* _A TAREFA_
Copia o texto sobre a pandemia e os gestos de cuidado na íntegra, sem mudar nada.

##### TEXTO DADO

A pandemia e os gestos: da caridade à radicalização dos cuidados numa quarentena interminável • Comuna de Arroios





“C’est la guerre...” - Os políticos e os comentadores apressaram-se a etiquetar com contornos bélicos o impacto do novo coronavírus nas infraestruturas de reprodução da vida social, política e económica dos estados modernos. Perante um “inimigo invisível”, a sociedade cerrou fileiras, escolheu os seus soldados (os profissionais de saúde, os funcionários do estado, os trabalhadores logísticos) e reuniu-se em torno dos seus líderes políticos, unanimemente tidos enquanto os únicos capazes de conduzir o navio para além do alcance deste adamastor microscópico.
Os telejornais que semanalmente nos mostravam exemplos de novos e corajosos “empreendedores”, de pessoas que eram capazes de arrancar a qualquer consideração social e colectiva o seu desejo de lucro e riqueza, de pessoas para quem “a sociedade” apenas “não existia”, mostram agora as mesmas caras a redireccionar o seu capital produtivo para as novas e urgentes necessidades da pandemia. A profusão de apps de compras online e merditas para melhor espalhar compota na torrada deu lugar a um socialismo dos meios de protecção. Na SIC notícias, os betos fazem-se filmar nas suas fábricas, laborando com os seus operários na produção de viseiras transparentes.

##########
##### MATERIAL FORNECIDO

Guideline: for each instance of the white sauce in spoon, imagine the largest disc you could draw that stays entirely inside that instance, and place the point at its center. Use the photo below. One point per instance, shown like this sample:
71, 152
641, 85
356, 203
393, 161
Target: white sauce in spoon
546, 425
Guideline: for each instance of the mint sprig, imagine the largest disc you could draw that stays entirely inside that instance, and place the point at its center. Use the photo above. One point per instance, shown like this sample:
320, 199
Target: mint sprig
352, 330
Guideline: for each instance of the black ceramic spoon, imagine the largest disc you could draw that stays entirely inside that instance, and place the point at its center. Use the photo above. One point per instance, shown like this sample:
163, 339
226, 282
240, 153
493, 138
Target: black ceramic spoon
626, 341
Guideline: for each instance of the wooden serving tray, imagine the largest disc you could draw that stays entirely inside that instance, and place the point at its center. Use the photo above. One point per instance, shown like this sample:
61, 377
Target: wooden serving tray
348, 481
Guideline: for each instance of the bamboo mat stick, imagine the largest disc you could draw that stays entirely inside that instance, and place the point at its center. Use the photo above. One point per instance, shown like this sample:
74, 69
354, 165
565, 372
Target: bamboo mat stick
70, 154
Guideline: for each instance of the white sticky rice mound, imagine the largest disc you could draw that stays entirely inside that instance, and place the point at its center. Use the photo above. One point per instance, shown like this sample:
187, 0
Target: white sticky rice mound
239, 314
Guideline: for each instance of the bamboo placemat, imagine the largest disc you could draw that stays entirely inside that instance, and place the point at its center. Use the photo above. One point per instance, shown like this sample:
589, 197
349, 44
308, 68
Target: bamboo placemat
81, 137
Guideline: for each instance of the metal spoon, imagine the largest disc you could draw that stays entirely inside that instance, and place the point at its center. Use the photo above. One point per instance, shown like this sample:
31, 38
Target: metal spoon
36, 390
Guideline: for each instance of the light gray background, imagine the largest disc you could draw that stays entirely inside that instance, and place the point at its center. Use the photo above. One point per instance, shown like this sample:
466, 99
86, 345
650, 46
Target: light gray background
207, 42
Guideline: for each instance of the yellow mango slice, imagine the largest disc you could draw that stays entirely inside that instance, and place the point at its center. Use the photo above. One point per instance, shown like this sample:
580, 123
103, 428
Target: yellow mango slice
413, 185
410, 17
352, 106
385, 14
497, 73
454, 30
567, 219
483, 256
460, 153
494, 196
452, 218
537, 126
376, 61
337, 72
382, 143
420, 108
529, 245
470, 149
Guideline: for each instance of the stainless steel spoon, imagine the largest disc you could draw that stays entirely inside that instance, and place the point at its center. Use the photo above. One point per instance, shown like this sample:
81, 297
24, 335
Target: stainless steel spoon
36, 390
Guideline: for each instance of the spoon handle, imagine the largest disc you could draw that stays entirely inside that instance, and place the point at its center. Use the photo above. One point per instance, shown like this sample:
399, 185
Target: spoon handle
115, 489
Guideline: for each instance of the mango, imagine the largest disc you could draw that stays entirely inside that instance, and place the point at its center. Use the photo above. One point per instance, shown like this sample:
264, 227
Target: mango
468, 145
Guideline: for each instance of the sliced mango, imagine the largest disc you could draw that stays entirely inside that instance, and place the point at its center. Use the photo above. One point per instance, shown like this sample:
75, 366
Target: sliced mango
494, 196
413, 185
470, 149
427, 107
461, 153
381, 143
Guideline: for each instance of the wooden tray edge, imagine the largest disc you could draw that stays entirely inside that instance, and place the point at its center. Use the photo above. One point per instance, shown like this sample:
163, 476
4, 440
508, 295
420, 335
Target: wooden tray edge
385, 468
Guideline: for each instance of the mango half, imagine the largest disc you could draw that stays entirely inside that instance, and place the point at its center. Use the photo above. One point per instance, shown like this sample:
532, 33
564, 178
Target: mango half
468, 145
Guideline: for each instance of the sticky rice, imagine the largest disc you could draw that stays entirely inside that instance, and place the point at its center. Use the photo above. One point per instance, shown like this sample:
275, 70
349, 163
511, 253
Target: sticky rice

##########

* _RESULTADO_
A pandemia e os gestos: da caridade à radicalização dos cuidados numa quarentena interminável • Comuna de Arroios





“C’est la guerre...” - Os políticos e os comentadores apressaram-se a etiquetar com contornos bélicos o impacto do novo coronavírus nas infraestruturas de reprodução da vida social, política e económica dos estados modernos. Perante um “inimigo invisível”, a sociedade cerrou fileiras, escolheu os seus soldados (os profissionais de saúde, os funcionários do estado, os trabalhadores logísticos) e reuniu-se em torno dos seus líderes políticos, unanimemente tidos enquanto os únicos capazes de conduzir o navio para além do alcance deste adamastor microscópico.
Os telejornais que semanalmente nos mostravam exemplos de novos e corajosos “empreendedores”, de pessoas que eram capazes de arrancar a qualquer consideração social e colectiva o seu desejo de lucro e riqueza, de pessoas para quem “a sociedade” apenas “não existia”, mostram agora as mesmas caras a redireccionar o seu capital produtivo para as novas e urgentes necessidades da pandemia. A profusão de apps de compras online e merditas para melhor espalhar compota na torrada deu lugar a um socialismo dos meios de protecção. Na SIC notícias, os betos fazem-se filmar nas suas fábricas, laborando com os seus operários na produção de viseiras transparentes.